- _QUOTED TEXT_
-- start --
My Own Advisor said:


> Interesting question....
> 
> I invest with 100% equities but I do not save and keep money saved outside of GIC / HISA / etc.
> 
> ...


I thought I would mention how 'my plan' relates to your thoughts. I do have a chequing and savings account with the credit union which I use to have my paychecks deposited to when I am working. I'm not sure why I don't do this at the bank where my HELOC and brokerage account are, maybe just something something along the lines of, 'Don't put all of your eggs in one basket.".

I borrowed the down payment for my house from my dad who charged me 8% simple interest. Whenever I borrowed money from him it was always at 8%, and I did so for the house downpayment and a truck purchase. I bought the house, the truck and started my 'stock savings' within a 2 year period so for a while I was making house, truck and mortgage payments. Those first 5 years I was in the markets I did not have much money in equities, I finally got a decent sized 'win' with Antrim Energy and took that money to Canaccord and used a financial advisor to help me 'do' some of these private placements I kept seeing these resource companies doing. You are supposed to be an accredited investor to do these - I lied on the $1million dollar in assets question, but I felt like a millionaire at the time and it was a good feeling knowing the money was going directly to the companies. This was during the resource boom and worked well for a few years. Some of the private placements are non-brokered so you don't need an advisor for those. I believe their is 'a window' where a company can have up to 100 non-accredited investors in a private placement, I'm not sure about that though and maybe that was just on the IPO's.
-- end --
- _REQUIRED ACTIONS_
1. Decide whether each statement agrees with the forum post about investing, answering yes or no and quoting the words of the post that settle it. (a) The writer's father charged 8% simple interest on money he lent. (b) The writer keeps a chequing account at the same bank that holds the HELOC. (c) Every private placement requires a financial advisor.
2. In the forum post about investing, which company gave the writer a decent-sized win?
3. Write the next part of the forum post about investing, starting after its last sentence.

- _DATA LINES_
-- start --
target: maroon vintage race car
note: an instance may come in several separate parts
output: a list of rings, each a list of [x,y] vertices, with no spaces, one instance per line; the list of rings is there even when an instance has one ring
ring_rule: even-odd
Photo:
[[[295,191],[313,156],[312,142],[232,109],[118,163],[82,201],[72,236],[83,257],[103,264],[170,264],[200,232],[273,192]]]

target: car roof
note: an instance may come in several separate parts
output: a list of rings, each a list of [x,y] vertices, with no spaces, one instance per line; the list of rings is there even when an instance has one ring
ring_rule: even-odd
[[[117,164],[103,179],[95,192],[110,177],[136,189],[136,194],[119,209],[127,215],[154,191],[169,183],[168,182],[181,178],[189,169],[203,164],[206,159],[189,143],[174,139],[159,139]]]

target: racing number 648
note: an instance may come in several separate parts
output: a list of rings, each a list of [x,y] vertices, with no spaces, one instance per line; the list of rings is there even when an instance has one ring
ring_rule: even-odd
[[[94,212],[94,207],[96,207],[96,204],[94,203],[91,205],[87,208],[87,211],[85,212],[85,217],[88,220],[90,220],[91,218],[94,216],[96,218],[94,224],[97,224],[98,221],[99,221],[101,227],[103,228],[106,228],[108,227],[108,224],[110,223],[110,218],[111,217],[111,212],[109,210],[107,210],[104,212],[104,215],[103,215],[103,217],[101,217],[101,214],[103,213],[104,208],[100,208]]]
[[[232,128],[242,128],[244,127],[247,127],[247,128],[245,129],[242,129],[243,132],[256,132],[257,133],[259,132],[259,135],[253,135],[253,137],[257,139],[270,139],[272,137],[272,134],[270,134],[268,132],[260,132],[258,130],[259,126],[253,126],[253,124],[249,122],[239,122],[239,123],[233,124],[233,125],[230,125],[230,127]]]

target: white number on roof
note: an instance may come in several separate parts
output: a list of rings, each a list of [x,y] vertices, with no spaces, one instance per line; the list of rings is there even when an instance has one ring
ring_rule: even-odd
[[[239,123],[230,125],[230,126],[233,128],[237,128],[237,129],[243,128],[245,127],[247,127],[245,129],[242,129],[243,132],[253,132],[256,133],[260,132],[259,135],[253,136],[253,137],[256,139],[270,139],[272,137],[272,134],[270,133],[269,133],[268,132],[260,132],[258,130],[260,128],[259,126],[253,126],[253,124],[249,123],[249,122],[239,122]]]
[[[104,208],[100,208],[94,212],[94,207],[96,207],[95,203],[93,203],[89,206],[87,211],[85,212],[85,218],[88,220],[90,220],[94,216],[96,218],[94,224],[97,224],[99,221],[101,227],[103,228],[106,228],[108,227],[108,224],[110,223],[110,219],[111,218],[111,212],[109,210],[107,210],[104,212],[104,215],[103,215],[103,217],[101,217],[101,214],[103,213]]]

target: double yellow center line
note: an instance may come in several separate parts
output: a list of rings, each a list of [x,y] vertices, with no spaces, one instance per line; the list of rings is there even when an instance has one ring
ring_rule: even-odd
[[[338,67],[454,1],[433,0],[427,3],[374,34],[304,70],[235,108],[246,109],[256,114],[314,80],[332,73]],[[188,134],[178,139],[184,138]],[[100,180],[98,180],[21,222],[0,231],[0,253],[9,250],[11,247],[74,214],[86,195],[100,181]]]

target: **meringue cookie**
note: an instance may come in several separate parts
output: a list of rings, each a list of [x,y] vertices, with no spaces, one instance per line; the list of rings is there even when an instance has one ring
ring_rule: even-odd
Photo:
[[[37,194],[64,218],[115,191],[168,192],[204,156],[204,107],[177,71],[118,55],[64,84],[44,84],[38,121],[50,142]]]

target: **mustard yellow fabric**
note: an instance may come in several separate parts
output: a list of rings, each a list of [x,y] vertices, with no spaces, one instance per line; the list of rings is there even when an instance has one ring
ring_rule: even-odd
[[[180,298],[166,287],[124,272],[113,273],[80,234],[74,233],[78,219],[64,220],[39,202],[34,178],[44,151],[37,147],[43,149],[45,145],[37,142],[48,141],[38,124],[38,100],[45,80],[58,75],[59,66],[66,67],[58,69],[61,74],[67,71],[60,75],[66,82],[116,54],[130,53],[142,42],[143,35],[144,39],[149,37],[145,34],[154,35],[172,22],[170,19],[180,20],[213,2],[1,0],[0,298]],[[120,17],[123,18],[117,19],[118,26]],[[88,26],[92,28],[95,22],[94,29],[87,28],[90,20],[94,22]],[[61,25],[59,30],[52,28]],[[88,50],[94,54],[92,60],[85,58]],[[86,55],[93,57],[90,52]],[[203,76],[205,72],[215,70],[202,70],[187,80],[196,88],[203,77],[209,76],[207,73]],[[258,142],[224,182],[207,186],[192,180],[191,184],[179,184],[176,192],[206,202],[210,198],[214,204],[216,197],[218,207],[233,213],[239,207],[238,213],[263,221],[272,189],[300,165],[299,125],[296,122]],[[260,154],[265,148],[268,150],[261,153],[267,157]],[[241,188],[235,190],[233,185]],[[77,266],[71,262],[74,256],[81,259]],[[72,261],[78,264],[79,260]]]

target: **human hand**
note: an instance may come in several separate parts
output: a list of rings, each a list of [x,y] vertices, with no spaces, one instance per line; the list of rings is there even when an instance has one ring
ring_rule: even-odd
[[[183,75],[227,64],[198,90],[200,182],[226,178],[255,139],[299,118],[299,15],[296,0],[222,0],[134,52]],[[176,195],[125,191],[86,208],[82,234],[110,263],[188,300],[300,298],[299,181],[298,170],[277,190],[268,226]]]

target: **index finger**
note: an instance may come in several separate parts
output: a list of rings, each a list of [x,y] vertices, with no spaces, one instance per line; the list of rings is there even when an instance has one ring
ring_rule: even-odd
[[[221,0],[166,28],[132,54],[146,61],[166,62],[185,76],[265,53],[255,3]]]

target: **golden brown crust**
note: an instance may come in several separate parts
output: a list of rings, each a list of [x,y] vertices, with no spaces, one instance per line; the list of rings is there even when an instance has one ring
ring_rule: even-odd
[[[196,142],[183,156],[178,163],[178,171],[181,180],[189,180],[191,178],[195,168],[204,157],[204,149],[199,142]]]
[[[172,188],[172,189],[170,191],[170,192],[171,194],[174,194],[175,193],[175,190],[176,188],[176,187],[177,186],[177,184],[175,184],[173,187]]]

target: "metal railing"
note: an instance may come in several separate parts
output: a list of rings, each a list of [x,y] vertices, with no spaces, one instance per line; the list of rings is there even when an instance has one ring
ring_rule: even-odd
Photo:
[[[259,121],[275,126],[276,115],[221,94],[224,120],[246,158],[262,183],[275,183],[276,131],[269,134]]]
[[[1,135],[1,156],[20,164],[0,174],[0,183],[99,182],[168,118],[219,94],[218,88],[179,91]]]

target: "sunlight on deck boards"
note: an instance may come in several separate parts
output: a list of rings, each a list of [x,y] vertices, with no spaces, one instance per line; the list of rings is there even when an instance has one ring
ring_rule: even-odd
-- end --
- _TASK-BY-TASK RESULTS_
1.
(a) Yes: "who charged me 8% simple interest"
(b) No: "I'm not sure why I don't do this at the bank where my HELOC and brokerage account are"
(c) No: "Some of the private placements are non-brokered so you don't need an advisor for those."

2. Antrim Energy.

3.
I basically have no cash savings now as my plan is to try to generate recurring 'revenue' via dividends and live within cashflow. The spreadsheet I use to plan my dividends also has sheets in the workbook for my budget where I measure my cashflow progress, a balance sheet like the companies do, and some 'simulation' sheets where I see how things would look if I added this or that equity - one simulation sheet goes to the budget/cashflow sheet also. I currently have a truck loan and I still smoke, if I can get rid of those I would have some decent disposable income. The 10% of equities that are now in the cash account could pay that truck loan instead of going to the margin account during a downturn, for now I am trying to make truck payments and keep the equities.

I have been keeping my margin room thin the last few months during this recent upturn adding equities as I can - actually when I was moving equities to the margin account during the downturn I was accumulating new equities also when they hit the account. When I have needed to sell due to no margin room I have been doing it on the US side where there is no margin debt as it 1) provides cash to use to live on and 2) gives me US dollars in the account to act as a 'currency hedge' when the Canadian dollar goes down. It is not a great long term plan as you still have to look after the margin debt on the other side. I currently have less equity value than margin debt on the Canadian side but the cashflow still covers margin interest. Hopefully interest rates don't go up quickly. Using the equities on both sides there is enough equity to cover the margin debt, and both sides contribute to margin room thus the name umbrella margin account.


----------



## Eder (Feb 16, 2011)

Since there was some discussion here about buying / renting I thought I would post this link to a calculator I sent to my kids...I don't know if I got it from here or not but it seems very useful to analyze a house purchase dispassionately. 

http://www.getsmarteraboutmoney.ca/...ator/buy-or-rent-calculator.aspx#.V0xXbL68R3x


----------



## DavidW (May 27, 2016)

humble_pie said:


> hello DavidW,
> 
> the brokers cannot fix this problem because they do not have the historic data with which to fix it. Nor will they ever be able to affford to import & utilize the historic data, it is too massive.
> 
> ...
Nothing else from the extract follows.